┌─ EXERCISE INPUTS

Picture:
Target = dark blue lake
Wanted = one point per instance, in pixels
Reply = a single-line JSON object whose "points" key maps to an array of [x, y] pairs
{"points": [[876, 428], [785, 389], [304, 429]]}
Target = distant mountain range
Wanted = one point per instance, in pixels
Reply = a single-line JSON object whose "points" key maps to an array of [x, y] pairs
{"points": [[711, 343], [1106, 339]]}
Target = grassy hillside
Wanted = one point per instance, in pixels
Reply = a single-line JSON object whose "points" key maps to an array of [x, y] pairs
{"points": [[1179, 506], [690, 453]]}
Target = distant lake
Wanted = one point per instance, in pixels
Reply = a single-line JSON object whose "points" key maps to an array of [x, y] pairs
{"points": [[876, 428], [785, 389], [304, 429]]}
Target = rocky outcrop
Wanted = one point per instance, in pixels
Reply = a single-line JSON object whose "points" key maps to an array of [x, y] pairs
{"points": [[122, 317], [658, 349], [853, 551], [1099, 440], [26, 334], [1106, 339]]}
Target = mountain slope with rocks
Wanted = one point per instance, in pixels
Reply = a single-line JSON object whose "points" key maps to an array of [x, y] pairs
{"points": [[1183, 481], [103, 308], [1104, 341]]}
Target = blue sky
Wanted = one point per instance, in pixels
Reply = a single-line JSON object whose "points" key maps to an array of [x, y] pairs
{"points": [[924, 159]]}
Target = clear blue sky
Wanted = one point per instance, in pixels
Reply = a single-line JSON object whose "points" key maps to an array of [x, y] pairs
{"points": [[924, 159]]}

└─

**PROBLEM TO WORK ON**
From the records above, extract every entry verbatim.

**RESPONSE FOR THIS EXERCISE**
Picture:
Target = dark blue lake
Wanted = one point per instance, in pixels
Reply = a single-line JSON object whose "points" key maps to an array of [x, y] pairs
{"points": [[876, 428], [785, 389], [304, 429]]}
Target = distant mountain range
Wanted = one point per instance, in pixels
Reply = a single-line JSON object whose "points" key maps to an array of [x, y] pairs
{"points": [[711, 343], [1106, 339]]}
Target = grassy hillside
Wanted = one point per instance, in pixels
Reply = a single-line JSON object whose "points" key maps to an array of [x, y] pairs
{"points": [[1179, 506], [690, 453]]}
Target = distant lake
Wanted = one point per instance, in pixels
Reply = a single-line JSON object whose "points" key maps to an array of [x, y] pairs
{"points": [[876, 428], [785, 389], [304, 429]]}
Target = rocky outcrop
Wanted = one point per instance, in pixels
Reply = a single-line JSON object whose "points" key maps to an array of [x, y] pairs
{"points": [[122, 317], [658, 349], [853, 551], [1099, 440], [26, 334], [1106, 339]]}
Target = mountain slope with rocks
Wanted = one point per instance, in pixels
Reply = a single-line JSON object whose "points" key maps to an array of [x, y] pairs
{"points": [[1183, 481], [103, 308], [1104, 341]]}
Target = blue sky
Wanted = one point per instance, in pixels
Reply = a single-line JSON object whose "points" key maps to an array of [x, y] pairs
{"points": [[924, 159]]}
Target = clear blue sky
Wanted = one point per instance, in pixels
Reply = a single-line JSON object whose "points" key maps to an array of [x, y] pairs
{"points": [[924, 159]]}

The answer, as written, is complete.